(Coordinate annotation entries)
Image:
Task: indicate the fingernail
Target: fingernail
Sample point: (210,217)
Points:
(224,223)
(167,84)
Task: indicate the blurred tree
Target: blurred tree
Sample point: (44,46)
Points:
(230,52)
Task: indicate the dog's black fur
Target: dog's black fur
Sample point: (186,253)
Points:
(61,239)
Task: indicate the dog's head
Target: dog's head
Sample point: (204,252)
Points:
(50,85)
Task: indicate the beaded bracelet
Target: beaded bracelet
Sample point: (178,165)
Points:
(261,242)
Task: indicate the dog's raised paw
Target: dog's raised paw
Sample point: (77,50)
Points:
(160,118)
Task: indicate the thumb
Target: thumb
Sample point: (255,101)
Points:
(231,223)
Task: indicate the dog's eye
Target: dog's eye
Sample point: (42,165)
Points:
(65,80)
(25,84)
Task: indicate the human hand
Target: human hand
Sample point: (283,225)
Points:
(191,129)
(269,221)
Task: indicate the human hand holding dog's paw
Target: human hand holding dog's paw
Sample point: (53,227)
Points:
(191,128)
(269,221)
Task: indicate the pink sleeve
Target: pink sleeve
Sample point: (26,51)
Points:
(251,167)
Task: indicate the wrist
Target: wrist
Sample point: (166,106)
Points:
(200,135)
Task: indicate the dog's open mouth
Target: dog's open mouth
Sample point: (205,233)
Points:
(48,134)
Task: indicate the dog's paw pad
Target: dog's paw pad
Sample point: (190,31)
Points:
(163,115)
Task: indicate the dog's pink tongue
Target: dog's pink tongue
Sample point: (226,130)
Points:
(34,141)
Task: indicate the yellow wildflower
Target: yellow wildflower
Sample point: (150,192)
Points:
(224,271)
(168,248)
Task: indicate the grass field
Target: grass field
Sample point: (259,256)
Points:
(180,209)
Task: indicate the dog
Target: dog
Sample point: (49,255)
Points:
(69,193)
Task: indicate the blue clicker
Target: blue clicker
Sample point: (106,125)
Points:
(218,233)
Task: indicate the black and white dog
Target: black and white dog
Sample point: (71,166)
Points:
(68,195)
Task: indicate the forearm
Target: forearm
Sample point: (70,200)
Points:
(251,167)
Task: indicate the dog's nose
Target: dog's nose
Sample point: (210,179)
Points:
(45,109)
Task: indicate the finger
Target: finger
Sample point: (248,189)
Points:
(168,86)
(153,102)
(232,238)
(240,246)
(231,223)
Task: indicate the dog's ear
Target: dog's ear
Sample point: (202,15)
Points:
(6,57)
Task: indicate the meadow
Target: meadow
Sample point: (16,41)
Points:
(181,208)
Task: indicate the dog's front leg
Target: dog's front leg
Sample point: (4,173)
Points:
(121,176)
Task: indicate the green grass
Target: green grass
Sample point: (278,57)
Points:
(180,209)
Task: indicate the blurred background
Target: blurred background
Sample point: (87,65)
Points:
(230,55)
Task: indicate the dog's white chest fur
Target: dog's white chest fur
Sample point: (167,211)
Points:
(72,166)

--

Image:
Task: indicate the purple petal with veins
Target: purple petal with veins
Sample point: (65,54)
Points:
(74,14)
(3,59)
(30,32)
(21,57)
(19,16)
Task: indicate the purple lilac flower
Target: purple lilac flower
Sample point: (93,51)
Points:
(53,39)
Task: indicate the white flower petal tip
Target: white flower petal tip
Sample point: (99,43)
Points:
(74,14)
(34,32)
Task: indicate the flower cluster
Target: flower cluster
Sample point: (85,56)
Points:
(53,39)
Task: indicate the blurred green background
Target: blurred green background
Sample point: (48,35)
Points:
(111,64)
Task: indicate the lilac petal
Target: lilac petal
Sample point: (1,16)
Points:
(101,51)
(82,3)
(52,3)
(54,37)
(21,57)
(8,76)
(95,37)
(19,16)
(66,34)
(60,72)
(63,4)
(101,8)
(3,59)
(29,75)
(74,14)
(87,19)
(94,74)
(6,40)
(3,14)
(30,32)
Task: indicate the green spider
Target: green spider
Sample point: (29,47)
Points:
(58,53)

§ **INSTRUCTION**: Identify every line in the entries above that contains the string "cluster", and copy each such line in full. Matching is case-sensitive.

§ **SOLUTION**:
Task: indicate the flower cluster
Target: flower cluster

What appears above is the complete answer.